O que fazer
1. Traduza para inglês a frase "É totalmente enganoso afirmar que Wikileaks e Manning tenham divulgado crimes militares e de guerra." do artigo sobre Assange, Manning e Snowden.
2. Prossiga o artigo sobre Assange, Manning e Snowden a partir da última frase apresentada.

Texto de leitura

· · · · ·

Site icon

Assange, Manning, Snowden: quem é herói e quem não

Julian Assange? Bradley Manning? Edward Snowden?
Calma, meus senhores, calma: não são a mesma coisa, não é farinha do mesmo saco.

E irrita observar estes três senhores serem postos no mesmo plano, pois assim não é. 

É totalmente enganoso afirmar que Wikileaks e Manning tenham divulgado crimes militares e de guerra. Avançar com esta afirmação é como destacar uma fatia de 10 graus num bolo de 360 ​​graus.
Mas o resto?

Wikileaks, e isso deve ser oportunamente realçado, fez uma descarga indiscriminada de algo como 700 mil documentos secretos norte-americanos (e não só), onde, no meio da confusão, apenas uma pequena parte em questão pode ser classificada como actos criminosos do ponto de vista do direito internacional.

A guerra de Assange (ou talvez fosse mais oportuno falar da “missão” dele, mas não vamos por aí agora) é contra o sigilo de Estado. E fico espantado perante os apoiantes de Wikileaks, que parecem ignorar esta que é uma afirmação do mesmo Assange no livro dele.

Porque este é um passo arriscado: porque se justificarmos Assange, temos que assumir como nosso o pensamento segundo o qual é eticamente justificável retirar centenas de milhares de segredos de Estado dos arquivos de qualquer País e torná-los públicos. Torna-se legal, portanto, expor as redes de informação dos serviços secretos, colocando em risco a vida dos agentes, sejam eles quem forem, e determinar a morte do trabalho de defesa dos serviços de intelligence.

Então temos que estar prontos não apenas para assumir como nossos tais paradigmas, como também para vê-los aplicados a todos os Países, não apenas no caso dos Estados Unidos: também a Venezuela de Chávez, a Bolivia de Morales, a Cuba de Castro, a Argentina da Kirchner. Ao nosso País: Portugal, Brasil…

Caso contrário, a “guerra santa” de Assange torna-se uma piada, aplicada apenas ao mau de turno, ao do qual não gostamos, mas não ao bom do qual gostamos. Problema: o bom do qual gosto eu pode ser o mau do qual não gostas tu. E quem entre nós tem razão? (esta é fácil: sou eu).

· · · · ·

Registos fornecidos
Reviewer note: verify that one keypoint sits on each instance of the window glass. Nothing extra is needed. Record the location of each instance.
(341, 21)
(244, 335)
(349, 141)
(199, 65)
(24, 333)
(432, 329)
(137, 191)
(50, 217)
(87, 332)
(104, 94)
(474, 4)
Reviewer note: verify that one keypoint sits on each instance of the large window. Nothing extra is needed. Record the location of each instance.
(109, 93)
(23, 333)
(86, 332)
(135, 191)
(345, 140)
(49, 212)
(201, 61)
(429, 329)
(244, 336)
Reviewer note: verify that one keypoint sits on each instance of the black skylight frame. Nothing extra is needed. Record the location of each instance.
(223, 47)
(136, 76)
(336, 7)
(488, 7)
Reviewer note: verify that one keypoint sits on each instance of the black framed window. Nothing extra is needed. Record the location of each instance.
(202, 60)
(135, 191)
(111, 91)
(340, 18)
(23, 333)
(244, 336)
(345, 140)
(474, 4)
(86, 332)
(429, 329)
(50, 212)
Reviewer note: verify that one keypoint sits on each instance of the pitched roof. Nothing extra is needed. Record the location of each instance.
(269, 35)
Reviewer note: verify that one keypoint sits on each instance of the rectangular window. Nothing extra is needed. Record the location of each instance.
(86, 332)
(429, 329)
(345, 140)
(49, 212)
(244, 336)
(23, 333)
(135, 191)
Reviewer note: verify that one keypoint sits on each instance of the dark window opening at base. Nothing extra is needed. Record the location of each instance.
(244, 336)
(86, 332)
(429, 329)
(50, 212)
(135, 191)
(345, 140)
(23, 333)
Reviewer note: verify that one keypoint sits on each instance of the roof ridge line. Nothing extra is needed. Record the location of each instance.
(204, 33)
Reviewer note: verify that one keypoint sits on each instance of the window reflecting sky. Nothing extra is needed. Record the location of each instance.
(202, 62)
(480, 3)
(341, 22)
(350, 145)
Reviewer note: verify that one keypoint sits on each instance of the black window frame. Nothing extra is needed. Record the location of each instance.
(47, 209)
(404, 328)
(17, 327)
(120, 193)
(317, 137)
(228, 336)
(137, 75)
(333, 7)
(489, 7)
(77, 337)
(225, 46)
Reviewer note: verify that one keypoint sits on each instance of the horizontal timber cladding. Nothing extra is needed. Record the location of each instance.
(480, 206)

· · · · ·

Respostas escritas
1. It is completely misleading to claim that Wikileaks and Manning disclosed military and war crimes.

2.
A operação WikiLeaks/Manning baixou indiscriminadamente 700.000 arquivos secretos, a maior parte dos quais são fofocas diplomáticas de baixo nível, acompanhadas, até agora, por não mais de cinco actos criminosos, nomeadamente:  massacre do helicóptero no Iraque, tortura no Iraque, massacre do helicóptero no Afeganistão, espionagem na ONU e prisioneiros inocentes em Guantánamo.

Apenas isso? Apenas isso. Um blog de informação alternativa costuma revelar mais coisas ao longo dum mês.

Toneladas de documentos para “desvendar” cinco crimes. A clássica montanha que pariu o clássico rato.

Agora, tentamos deixar de lado a histeria anti-americana para ver as cosias dum ponto de vista um pouco mais racional. O trabalho de informação secreta não é feito apenas por sujos 007 sem sentimentos que circulam com óculos pretos: nem sempre uma espia é sinónimo de má pessoa corrompida que escuta as conversas telefónicas da nossa avó.

Como acha o Leitor que são levadas para a frente as investigações contra a pedofilia? O trafico de órgãos das crianças? O tráfico das armas, das drogas, a escravatura sexual, as fraudes financeiras, a luta ao terrorismo (o verdadeiro, entendo), as máfias internacionais?
Exacto: serviços secretos.

E Assange quer pôr um fim aos documentos secretos? E este é um herói? E Manning, que passa aos sites de internet 700.000 files que nem o tempo de analisar teve (caso contrário estaria ainda a ler, como é óbvio)? Outro herói? A filosofia destes dois indivíduos é simples: demolir os serviços secretos. Ideia que pode ser discutida, seja claro, e até posta em prática: depois deveria ser encontrada uma alternativa para continuar a lutar contra o rapto das mulheres, as máfias internacionais, a pedofilia, o tráfico de órgãos. Mas eu não desmantelo os serviços secretos dum País apenas para denunciar cinco crimes que poderiam ter sido investigados de outra forma até.

Edward Snowden ou Mordechai Vanunu? Estes sim são heróis.
Snowden e Vanunu têm revelado ao mundo as repetidas e contínuas violações do direito internacional por parte de EUA, Grã-Bretanha, França e israel (tinha que estar presente israel, a fotografia estaria incompleta). Este é bem outro nível. Estes são actos de justiça (e heróicos), para o bem dos cidadãos do mundo, a 360 graus, de Esquerda, Centro ou Direita, ocidentais ou não.

Snowden e Vanunu não abriram as comportas para descarregar indiscriminadamente toneladas de material no meio do qual, com um pouco de sorte, era possível encontrar algo criminoso. Não puseram em perigo as estruturas dos serviços secretos e, com estas, a parte legítima do trabalho deles. Snowed e Vanunu revelaram a existência dum inteiro esquema ilegítimo.

Assange e Manning fizeram nada disso. Nem sequer o esforço para separar os camiões de arquivos irrelevantes daqueles (poucos) com um mínimo de interesse. Se tivessem feito isso, agora seriam inatacáveis. Mas Assange e Manning não são heróis.

Ipse dixit.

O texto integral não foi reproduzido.